━━━ Raw records

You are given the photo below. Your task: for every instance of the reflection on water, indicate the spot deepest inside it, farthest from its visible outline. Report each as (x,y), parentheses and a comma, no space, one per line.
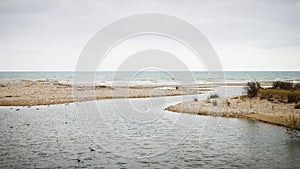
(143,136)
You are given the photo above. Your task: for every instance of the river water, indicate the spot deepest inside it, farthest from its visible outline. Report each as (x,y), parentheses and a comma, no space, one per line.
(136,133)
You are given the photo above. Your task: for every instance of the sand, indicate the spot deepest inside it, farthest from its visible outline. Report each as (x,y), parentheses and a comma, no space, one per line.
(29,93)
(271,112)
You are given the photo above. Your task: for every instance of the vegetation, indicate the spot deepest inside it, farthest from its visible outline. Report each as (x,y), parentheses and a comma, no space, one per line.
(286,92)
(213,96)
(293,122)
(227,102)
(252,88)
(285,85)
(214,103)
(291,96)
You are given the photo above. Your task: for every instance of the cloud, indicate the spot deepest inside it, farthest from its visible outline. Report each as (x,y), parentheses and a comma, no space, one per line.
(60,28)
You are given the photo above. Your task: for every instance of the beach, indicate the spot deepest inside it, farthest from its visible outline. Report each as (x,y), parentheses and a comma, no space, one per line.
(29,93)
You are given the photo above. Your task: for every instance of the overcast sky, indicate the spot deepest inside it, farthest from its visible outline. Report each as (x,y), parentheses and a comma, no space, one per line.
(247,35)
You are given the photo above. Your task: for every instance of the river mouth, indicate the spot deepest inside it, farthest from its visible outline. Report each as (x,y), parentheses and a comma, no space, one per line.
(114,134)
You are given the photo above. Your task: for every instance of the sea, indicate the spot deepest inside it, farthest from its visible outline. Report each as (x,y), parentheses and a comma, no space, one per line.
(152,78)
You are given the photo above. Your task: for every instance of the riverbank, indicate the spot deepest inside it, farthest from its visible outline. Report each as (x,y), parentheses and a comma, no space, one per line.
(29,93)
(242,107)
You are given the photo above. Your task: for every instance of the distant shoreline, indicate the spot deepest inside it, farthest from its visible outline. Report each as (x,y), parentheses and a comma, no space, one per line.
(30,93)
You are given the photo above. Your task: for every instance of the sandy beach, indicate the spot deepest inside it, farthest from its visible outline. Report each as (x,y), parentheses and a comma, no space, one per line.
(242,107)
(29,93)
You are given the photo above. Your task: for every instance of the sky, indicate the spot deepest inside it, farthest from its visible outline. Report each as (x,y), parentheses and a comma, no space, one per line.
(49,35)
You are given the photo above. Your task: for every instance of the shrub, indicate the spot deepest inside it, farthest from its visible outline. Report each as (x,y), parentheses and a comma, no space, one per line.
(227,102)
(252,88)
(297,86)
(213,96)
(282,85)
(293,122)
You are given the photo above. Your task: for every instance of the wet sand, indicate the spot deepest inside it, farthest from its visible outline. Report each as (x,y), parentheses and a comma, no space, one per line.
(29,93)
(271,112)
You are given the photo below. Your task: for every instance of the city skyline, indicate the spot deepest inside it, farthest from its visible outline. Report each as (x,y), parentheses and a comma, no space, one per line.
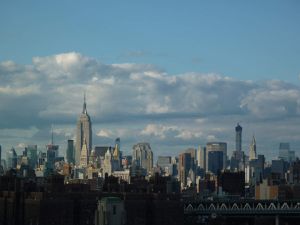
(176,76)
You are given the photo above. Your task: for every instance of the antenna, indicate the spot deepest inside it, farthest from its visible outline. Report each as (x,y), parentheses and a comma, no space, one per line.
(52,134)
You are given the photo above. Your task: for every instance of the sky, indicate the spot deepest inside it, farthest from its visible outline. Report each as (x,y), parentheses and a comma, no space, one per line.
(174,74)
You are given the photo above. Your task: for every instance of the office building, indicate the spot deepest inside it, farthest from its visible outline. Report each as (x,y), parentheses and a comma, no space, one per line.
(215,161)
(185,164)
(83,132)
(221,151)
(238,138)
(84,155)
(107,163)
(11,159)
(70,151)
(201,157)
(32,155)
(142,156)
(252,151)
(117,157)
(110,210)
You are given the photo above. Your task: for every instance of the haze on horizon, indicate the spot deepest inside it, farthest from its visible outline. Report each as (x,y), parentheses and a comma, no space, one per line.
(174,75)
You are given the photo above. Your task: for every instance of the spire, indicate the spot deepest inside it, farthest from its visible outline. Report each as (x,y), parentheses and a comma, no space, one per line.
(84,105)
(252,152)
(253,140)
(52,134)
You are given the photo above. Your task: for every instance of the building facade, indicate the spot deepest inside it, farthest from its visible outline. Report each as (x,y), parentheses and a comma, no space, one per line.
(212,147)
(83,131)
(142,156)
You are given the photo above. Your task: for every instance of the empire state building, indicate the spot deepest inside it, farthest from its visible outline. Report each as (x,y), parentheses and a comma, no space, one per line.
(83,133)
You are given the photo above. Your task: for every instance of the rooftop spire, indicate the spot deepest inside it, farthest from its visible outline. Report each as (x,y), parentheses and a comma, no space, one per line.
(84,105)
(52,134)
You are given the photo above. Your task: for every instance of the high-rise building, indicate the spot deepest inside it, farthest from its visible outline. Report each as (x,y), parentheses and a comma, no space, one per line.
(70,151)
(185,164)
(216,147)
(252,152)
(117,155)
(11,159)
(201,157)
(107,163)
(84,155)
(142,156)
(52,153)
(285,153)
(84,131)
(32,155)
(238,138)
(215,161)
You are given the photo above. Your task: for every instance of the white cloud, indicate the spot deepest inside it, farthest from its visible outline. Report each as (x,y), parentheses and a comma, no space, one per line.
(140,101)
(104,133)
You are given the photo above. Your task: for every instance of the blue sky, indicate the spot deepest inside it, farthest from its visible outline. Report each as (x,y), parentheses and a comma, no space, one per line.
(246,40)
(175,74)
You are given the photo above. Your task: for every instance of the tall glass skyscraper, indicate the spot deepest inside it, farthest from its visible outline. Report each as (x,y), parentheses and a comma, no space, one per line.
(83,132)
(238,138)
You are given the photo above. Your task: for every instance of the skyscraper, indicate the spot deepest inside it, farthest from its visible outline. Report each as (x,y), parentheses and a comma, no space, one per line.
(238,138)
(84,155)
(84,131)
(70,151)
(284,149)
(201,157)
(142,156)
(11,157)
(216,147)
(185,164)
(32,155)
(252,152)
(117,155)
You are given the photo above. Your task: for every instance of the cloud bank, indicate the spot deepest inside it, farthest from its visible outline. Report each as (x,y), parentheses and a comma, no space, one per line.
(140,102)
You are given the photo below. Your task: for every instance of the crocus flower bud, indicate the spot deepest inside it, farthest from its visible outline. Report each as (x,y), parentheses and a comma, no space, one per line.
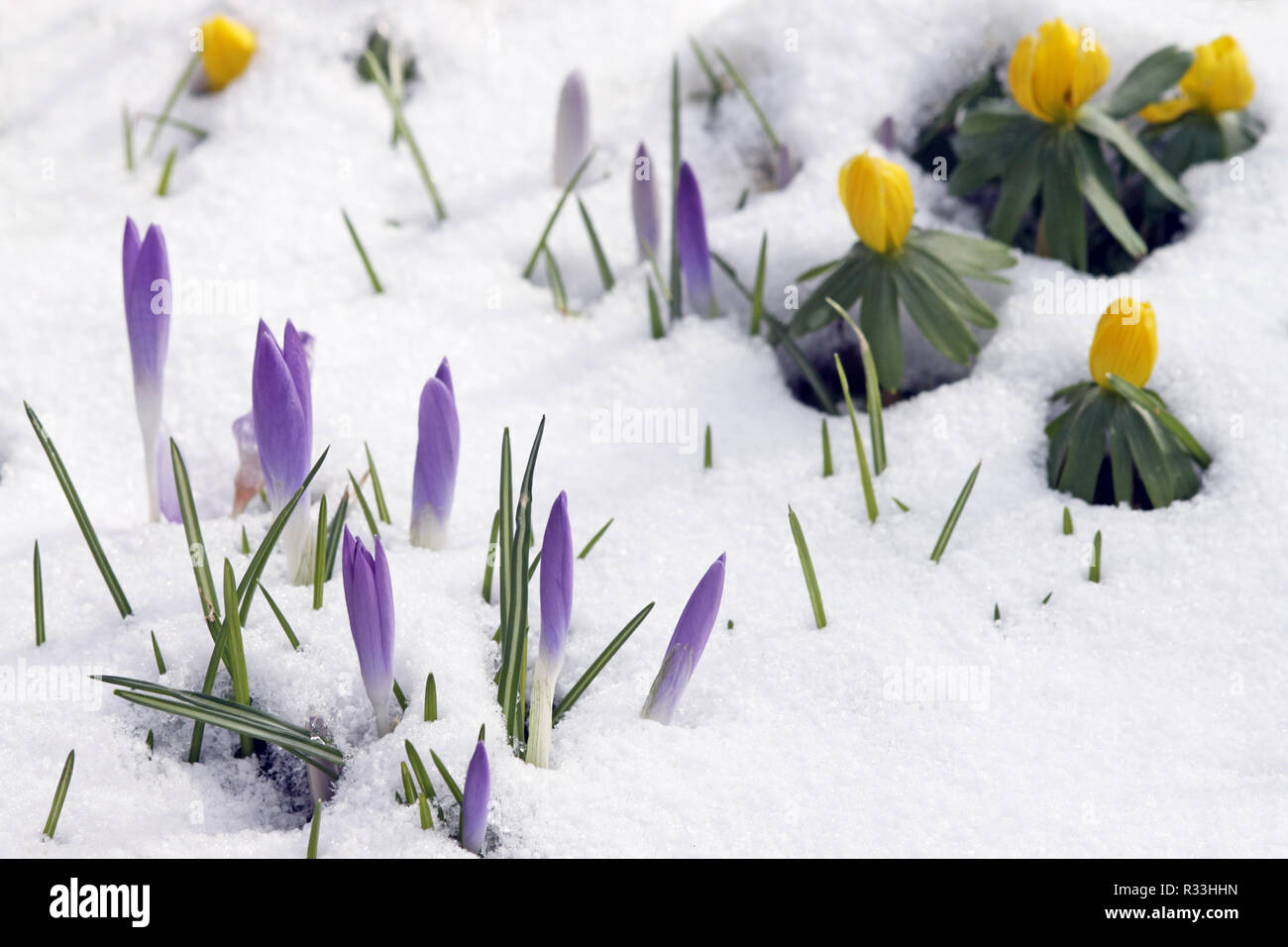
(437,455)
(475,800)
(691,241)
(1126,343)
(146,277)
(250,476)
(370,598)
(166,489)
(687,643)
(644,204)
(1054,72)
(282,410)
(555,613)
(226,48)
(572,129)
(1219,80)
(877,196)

━━━━━━

Strip out the images, then output the records above word for word.

You are given the photo below. Your task: for every instance of the reflection on water, indicate the spot deepest inside it, farthest from its visible outline. Report each as (x,y), parentheses and a comma, no space, one per line.
(143,136)
You are given the photo above. Your task: for every instance of the river water, indicate the spot deepest inside it, farthest from its visible outline. Report each as (x,y), parentheses and a comma, no space, one per line.
(136,133)
You are given the photo above. Your task: for every instance of the sand, indicate the spot deepest inside it, farthest from its visible outline. Report each as (x,y), parentheses and a comma, no space, one per line.
(29,93)
(271,112)
You are given the photo above. Your task: for every instance of the vegetation, indicate the spot deepest inside it, farthest from its visible outline. Report each as (x,y), parentheses and a comma, no space, one per line.
(286,92)
(213,96)
(293,122)
(227,102)
(252,88)
(285,85)
(214,103)
(291,96)
You are given the photo above. Your task: for every instance of the cloud, indicate the spot deepest inside it, farthest from its visible outline. Report each as (x,y), parentheses and a comma, no space, one per line.
(60,28)
You are given the photo above. Your task: for every instance of the beach, indicate the spot deepest inside it, farthest from its visible outline. Report each as (x,y), parentheses and a comma, no space, one per line.
(29,93)
You are given the photo above. Your task: for every instance of the overcast sky, indicate the spot deepest inside it, farthest from its visible outline. Report each as (x,y), parentheses and a comma, no space, one per line.
(247,35)
You are given the photo above. Your task: for every instance of the river mouth, indicate the spot deepest inside it, farthest from its visible outline. Report each as (x,y), parentheses and a comma, no space, one per line.
(114,134)
You are given the photo above. Your task: for every instance of the sea, indicate the spot deepest inside it, farthest from its visible outline. Report each as (x,y), parentheses and a comma, no space, one per line.
(152,78)
You are given the photo above. Your task: for every instance of the riverbank, indicate the spot deepest inside it, farthest from its visible outline. Report each as (x,y), parentheses and a comma, no space, one per line.
(29,93)
(242,107)
You are given the photo above. Your task: for every instance of the distant shoreline, indicate the spot deepest inside it, farthest from its visible outline. Report each as (x,y), parentheses and a comma, no space, one per line.
(30,93)
You are given the photo above. Your task: for every instance of the sandy beach, indicate the spot deepest inside it, farthest from its visible outline. Report each as (x,y), parentheses and a comma, no space, one per line.
(242,107)
(29,93)
You are given the photo above. Your task: for every instance of the sky, indicate the spot deepest inside it, farthest from its visible outline. Report each as (x,y), parentheses and a comma, no space, one per line.
(49,35)
You are given the photo above. Your task: for every instance of the shrub, indicate the spot deepest inside it, farthest from its visible outline. Report each as (x,y), parentheses and a comma, no space, one per line.
(227,102)
(252,88)
(297,86)
(213,96)
(282,85)
(293,122)
You are given the photo above. Your task: for every instance of the wet sand, indicate the spot deepest inside it, farthest from its visible outline. Report each as (x,y), parentheses and a comma, no space, one per line.
(29,93)
(271,112)
You are given the photo below. Your task: for every instance of the city skyline, indicate the spot deepest inside it, farthest from its visible outline. Report each as (x,y), parentheses and a comma, no space, one per line.
(176,76)
You are given the photo above. Your task: for every instance of the antenna, indicate the spot deepest inside it, farthest from its visible outline. Report each as (x,y), parentheses and a comma, no space, one per line.
(52,134)
You are given the photo above. Your task: for every instance of the sky, indicate the spot deepest inside it, farthest from its visible outline. Report each as (x,y), parentheses and a comma, no space, one per line.
(174,74)
You are given the photo above. Your task: for every instance of the office building, indicate the spot deepest inside it, farthest from its visible outline. Report each as (x,y), parentheses and a comma, no space, one per line.
(215,161)
(185,164)
(83,132)
(221,151)
(238,138)
(84,155)
(107,163)
(11,159)
(70,151)
(201,157)
(32,155)
(142,156)
(252,151)
(117,157)
(110,210)
You are given the photo above. Your task: for every instance of the haze on horizon, indicate the spot deepest inside it, farthest from its visible outline. Report each as (x,y), parentheses and a comma, no space, one per line.
(174,75)
You are given the photo above. Your task: for every instance of the spire, indicate the spot deepest inside it, farthest from its visible outline. Report each as (x,y), parentheses and a comma, no space, one per line.
(84,105)
(252,152)
(253,140)
(52,134)
You are given the photo above. Your task: for every instance of the building facade, indicate the spot deepest inside it, farthest from its visible outline. Report each as (x,y), parentheses and a comma, no space, one per line.
(212,147)
(83,131)
(142,156)
You are given the photo above. Your task: for every instance of the empire state building, indicate the spot deepest inside it, farthest from its visible outline. Report each as (x,y), parentheses and a comma, no space, one per line.
(83,133)
You are given the photo above. Your task: for every instance of the rooftop spire, indicate the spot deepest inside it, farthest from its visible outline. Report each as (x,y), parentheses and a comma, no space, one per line.
(84,105)
(52,134)
You are given the photo above. Your task: for every instance of the high-rise building, indicate the spot deepest inside it, farthest from its visible outline. Report each as (x,y), parentheses and a comma, no space, one per line.
(70,151)
(185,164)
(216,147)
(252,152)
(117,155)
(11,159)
(201,157)
(107,163)
(84,155)
(142,156)
(52,153)
(285,153)
(84,131)
(32,155)
(238,138)
(215,161)
You are given the photo above. Your task: for every instance of the white cloud, indicate the spot deepest inside it, farthest from its visible outline. Report each as (x,y), parentheses and a comma, no space, one per line.
(140,101)
(104,133)
You are given the photo above. Your task: for every instance of the blue sky, indicate the spot deepest inside it, farthest from its visible outline. Report each as (x,y), parentheses and a comma, no space, one per line.
(246,40)
(175,74)
You are given the photo above. Your task: for every instance of the tall glass skyscraper, indicate the spot deepest inside it, farthest from its visible outline. Report each as (x,y), parentheses and a comma, no space, one per line.
(83,132)
(238,138)
You are given the photo above. Your task: for every instance of the skyscraper, indicate the spot deepest inside it, farthest from its visible outline. Report each as (x,y), parentheses and a comma, no space, one per line.
(238,138)
(84,155)
(84,131)
(70,151)
(284,149)
(201,157)
(142,156)
(11,157)
(216,147)
(185,164)
(32,155)
(252,152)
(117,155)
You are given the photo above. Your task: for every instance of the cloud bank, indicate the spot deepest inside it, farthest from its visible outline. Report each as (x,y), parentheses and a comma, no space, one per line.
(140,102)
You are given the photo below. Your task: for every instance of the crocus flower bud, indicate the spot deepest inside it, farthest from its visible outline. Report each as (x,y), parentheses and a comma, no space, one per line.
(437,455)
(475,800)
(691,241)
(1126,343)
(146,277)
(250,476)
(370,598)
(166,489)
(687,643)
(644,204)
(1054,72)
(282,410)
(555,613)
(226,48)
(572,129)
(1219,80)
(877,196)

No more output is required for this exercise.